▶ Written exercise
Reproduce the material starting at its beginning and ending at the line containing "[171,144,370,296]", substituting "detector" for "sensor" and keeping everything else the same.

▶ Extracted records
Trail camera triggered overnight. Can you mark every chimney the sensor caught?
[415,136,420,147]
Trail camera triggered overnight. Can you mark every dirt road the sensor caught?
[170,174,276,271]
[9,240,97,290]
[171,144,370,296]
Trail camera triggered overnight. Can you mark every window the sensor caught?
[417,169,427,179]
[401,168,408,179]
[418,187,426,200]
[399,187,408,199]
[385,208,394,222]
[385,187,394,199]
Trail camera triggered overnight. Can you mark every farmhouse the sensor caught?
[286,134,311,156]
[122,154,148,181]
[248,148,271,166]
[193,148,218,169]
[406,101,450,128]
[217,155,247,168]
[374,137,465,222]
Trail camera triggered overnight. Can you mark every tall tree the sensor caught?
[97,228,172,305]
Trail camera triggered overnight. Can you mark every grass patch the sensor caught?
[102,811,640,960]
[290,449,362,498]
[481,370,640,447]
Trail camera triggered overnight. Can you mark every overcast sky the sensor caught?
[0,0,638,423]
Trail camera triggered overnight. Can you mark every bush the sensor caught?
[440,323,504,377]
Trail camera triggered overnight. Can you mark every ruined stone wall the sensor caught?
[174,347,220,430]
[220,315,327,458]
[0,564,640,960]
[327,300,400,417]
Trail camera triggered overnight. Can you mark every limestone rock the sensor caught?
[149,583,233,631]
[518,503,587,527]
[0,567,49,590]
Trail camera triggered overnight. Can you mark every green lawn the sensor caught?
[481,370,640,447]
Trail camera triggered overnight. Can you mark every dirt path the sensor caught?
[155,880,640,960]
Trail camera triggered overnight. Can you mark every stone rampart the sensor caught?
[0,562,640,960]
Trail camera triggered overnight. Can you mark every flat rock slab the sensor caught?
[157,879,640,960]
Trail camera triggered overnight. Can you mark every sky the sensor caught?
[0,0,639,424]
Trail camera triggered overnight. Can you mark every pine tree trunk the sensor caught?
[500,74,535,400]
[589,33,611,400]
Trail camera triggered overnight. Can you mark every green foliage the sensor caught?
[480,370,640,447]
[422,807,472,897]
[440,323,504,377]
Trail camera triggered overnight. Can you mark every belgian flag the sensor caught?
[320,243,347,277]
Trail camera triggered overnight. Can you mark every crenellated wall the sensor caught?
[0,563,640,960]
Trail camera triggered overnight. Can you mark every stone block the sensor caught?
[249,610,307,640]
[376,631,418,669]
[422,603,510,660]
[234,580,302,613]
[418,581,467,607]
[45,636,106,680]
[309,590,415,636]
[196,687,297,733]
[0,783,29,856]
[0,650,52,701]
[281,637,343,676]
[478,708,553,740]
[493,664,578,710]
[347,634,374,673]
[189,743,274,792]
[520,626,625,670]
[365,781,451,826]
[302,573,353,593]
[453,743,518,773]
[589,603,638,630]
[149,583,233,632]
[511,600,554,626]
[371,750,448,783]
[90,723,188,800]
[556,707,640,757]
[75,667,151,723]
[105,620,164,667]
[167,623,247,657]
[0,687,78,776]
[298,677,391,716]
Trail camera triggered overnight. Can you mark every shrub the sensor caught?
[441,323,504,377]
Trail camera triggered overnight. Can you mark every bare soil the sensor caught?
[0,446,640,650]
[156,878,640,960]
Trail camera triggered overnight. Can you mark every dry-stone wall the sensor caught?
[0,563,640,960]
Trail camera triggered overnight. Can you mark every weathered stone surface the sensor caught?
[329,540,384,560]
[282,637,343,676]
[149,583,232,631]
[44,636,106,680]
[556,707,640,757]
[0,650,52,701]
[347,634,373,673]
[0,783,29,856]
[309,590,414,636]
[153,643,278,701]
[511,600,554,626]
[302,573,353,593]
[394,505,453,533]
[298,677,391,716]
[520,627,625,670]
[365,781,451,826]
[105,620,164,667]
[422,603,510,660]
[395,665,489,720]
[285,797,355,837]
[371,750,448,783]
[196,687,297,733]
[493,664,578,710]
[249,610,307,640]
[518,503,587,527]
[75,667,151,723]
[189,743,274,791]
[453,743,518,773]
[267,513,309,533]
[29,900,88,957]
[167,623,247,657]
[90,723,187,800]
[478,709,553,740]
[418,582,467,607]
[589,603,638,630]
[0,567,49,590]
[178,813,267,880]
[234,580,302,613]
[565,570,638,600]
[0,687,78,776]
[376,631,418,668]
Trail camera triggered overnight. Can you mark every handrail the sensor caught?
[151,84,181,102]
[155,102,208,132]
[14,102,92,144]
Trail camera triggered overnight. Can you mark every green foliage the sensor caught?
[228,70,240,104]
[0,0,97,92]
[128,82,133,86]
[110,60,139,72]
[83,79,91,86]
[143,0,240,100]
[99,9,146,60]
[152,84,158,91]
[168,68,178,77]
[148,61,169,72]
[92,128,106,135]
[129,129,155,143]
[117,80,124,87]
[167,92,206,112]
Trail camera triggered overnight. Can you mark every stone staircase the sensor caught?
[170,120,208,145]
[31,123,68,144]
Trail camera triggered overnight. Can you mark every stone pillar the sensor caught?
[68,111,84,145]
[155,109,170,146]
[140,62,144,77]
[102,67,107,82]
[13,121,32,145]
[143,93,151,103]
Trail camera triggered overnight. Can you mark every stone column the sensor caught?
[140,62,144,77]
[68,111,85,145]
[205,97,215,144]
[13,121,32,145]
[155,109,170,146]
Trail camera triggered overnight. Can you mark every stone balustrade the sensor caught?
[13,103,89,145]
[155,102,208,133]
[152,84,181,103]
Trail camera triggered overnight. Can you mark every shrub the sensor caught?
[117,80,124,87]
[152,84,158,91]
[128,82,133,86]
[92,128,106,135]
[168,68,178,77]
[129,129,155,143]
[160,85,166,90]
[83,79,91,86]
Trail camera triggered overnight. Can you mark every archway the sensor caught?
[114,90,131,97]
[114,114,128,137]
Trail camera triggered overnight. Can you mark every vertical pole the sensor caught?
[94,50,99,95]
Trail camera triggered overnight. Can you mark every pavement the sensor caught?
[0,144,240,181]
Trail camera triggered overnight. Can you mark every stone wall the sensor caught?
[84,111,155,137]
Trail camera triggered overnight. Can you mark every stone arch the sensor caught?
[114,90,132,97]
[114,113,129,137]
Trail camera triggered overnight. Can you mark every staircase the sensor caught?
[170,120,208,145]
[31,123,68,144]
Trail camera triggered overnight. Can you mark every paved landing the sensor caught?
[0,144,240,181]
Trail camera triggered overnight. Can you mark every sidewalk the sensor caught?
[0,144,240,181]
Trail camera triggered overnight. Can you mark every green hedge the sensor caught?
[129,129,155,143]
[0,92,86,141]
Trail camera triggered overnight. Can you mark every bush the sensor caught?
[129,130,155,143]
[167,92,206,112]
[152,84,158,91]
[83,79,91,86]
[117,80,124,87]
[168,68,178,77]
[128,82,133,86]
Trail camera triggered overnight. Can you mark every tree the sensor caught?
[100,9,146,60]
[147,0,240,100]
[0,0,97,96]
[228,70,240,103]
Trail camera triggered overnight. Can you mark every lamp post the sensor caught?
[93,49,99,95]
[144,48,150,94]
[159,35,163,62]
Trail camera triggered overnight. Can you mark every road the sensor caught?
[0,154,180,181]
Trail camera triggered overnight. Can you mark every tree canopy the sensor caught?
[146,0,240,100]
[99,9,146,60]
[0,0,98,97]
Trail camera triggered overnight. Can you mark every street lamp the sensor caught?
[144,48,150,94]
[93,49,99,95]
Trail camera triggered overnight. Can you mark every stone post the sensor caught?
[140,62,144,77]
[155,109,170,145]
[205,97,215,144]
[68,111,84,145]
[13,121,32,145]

▶ Result
Trail camera triggered overnight. Can you mark every chimney the detector caught?
[415,136,420,147]
Trail camera triggered overnight. Can you mark every dirt road the detector caught?
[170,174,276,271]
[9,240,97,290]
[171,144,370,296]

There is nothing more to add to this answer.